Excerpted text:
---
The classroom is officially set up. Every single one of my 155 students has his or her name entered into Easy Grade Pro. Every one of my classes has a seating chart. All my syllabi are printed. My first day's assignments are sitting quietly in stacks on my desk. My Corner of Zen is complete with Harper Lee the betta, funky Ikea carpet, a classroom library, a Staples "That Was Easy" button, a coffee maker, and a cool chair I got from Target. The pale blue paint the covers the walls is virtually undetectable behind all the posters of authors, quotes, poems, classroom rules, and jazz pictures. The room is, I hope, inviting and a little bit different from any other room they'll be in this year. I want it to be a safe haven, a place away from the chaos.
The kids will begin arriving at school in almost exactly 36 hours. The buzz of the first day of school is beginning to get louder.
I'm excited.
I have a very clear idea of how my American Literature course is going to go. My year is mapped out with an outline that takes me from Anne Bradstreet all the way up through Lorraine Hansberry and beyond, with stops along the way with Nathaniel, Mark, Edgar, Willa, Zora, Arthur, and F. Scott. (The "beyond" isn't mapped out too closely as of yet.) I know almost exactly what I'm doing for at least the next six days of class, down to the minute. Friday is a little fuzzy, that's all.
As for my IB World Literature course, though, I'm feeling much less prepared. I have the eight texts we are reading picked out. I've already run into a stumbling block because the first book - Death and the Maiden - is unavailable through the book distributors for the small Baltimore independent bookstore that I'm planning on purchasing all my books through. I have thus ordered the seventy copies through Barnes and Noble, but am not sure when they are going to come. We will be spending a few days doing presentations on the summer reading, then move on to some short stories. Otherwise, though, I have no clear path in mind. I wish I did. I hope I don't end up feeling my way through that course because that's really stressful. I'm already stressed about it, but also working my butt off so that should change.
---
Data shown:
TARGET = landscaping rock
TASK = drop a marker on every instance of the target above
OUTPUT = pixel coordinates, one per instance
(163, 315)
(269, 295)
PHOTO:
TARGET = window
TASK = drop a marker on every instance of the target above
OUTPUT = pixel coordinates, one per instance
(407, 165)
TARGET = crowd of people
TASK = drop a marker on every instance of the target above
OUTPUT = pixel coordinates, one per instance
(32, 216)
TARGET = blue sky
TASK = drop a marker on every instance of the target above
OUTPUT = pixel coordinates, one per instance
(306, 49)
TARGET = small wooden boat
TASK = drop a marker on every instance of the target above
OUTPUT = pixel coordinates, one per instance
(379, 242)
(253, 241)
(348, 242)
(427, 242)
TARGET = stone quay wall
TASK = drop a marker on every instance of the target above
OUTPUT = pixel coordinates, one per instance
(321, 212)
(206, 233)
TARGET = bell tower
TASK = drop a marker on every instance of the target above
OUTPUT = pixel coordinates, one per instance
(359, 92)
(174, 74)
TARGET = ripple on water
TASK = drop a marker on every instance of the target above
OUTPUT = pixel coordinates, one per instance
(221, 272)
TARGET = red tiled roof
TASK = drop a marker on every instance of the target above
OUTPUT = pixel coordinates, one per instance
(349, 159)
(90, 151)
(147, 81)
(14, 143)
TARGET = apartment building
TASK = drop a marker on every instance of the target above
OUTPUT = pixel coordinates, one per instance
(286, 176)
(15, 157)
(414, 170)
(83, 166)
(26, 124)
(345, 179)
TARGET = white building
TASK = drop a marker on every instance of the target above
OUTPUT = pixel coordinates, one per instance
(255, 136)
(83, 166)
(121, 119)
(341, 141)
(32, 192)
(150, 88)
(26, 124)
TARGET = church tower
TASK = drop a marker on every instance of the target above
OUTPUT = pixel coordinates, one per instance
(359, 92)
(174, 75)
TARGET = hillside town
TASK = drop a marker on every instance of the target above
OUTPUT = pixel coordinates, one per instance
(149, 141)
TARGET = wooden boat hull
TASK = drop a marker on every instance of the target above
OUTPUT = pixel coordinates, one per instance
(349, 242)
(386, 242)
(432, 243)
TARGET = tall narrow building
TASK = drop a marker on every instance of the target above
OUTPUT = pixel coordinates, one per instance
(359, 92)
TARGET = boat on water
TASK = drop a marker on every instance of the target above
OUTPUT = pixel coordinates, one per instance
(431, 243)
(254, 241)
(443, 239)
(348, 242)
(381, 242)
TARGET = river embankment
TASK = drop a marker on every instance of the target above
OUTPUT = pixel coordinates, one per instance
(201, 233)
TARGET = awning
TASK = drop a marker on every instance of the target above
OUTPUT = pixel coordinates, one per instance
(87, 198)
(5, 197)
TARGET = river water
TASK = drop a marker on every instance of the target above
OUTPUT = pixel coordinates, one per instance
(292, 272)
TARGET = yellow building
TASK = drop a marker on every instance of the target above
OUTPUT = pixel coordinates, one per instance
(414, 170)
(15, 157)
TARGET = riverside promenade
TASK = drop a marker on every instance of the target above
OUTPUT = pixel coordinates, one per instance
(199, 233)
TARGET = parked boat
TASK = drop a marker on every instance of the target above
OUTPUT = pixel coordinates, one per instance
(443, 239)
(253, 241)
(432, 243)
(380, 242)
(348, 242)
---
Task to carry out:
Answer these questions using the text about getting the classroom ready:
1. How many students does the writer have?
2. What kind of fish is Harper Lee?
3. How many copies of Death and the Maiden did the writer order through Barnes and Noble?

Problem solution:
1. 155
2. A betta
3. Seventy